GIVEN REQUEST
Copy the lines of each item below word for word, leaving out the pictures.

── MATERIALS PROVIDED

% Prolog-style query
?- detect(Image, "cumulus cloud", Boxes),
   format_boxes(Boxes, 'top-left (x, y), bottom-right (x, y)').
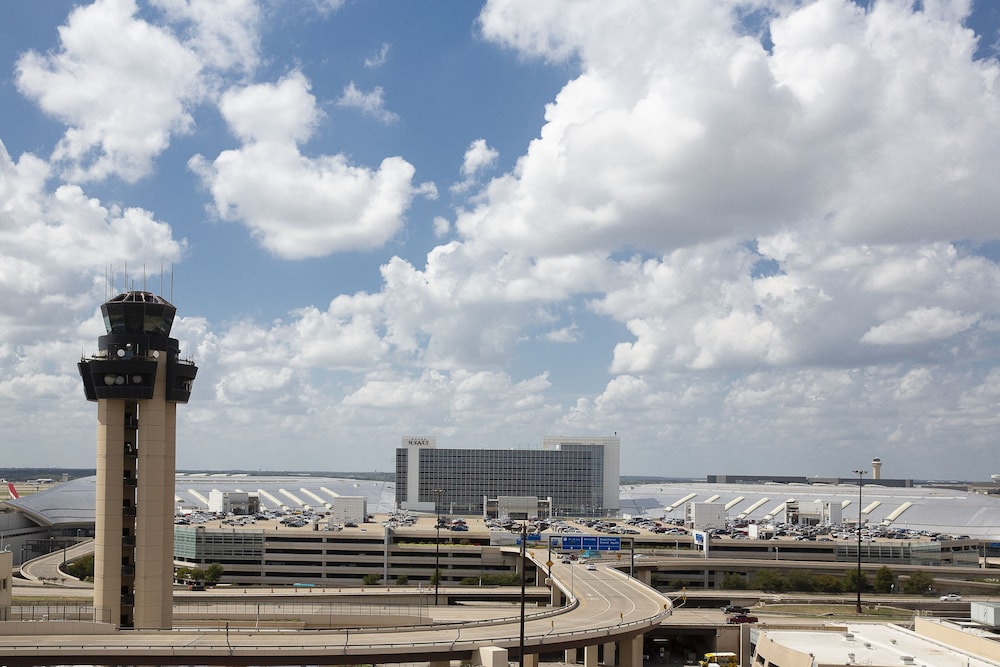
top-left (153, 0), bottom-right (261, 73)
top-left (451, 139), bottom-right (500, 194)
top-left (17, 0), bottom-right (203, 181)
top-left (189, 72), bottom-right (435, 259)
top-left (365, 42), bottom-right (391, 69)
top-left (470, 0), bottom-right (1000, 253)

────

FINISHED ANSWER
% Prolog-style query
?- detect(Image, "cumulus cloud", Boxes),
   format_boxes(Boxes, 'top-left (x, y), bottom-right (x, y)').
top-left (153, 0), bottom-right (261, 73)
top-left (451, 139), bottom-right (500, 194)
top-left (17, 0), bottom-right (203, 181)
top-left (189, 72), bottom-right (435, 259)
top-left (365, 42), bottom-right (391, 69)
top-left (470, 0), bottom-right (1000, 253)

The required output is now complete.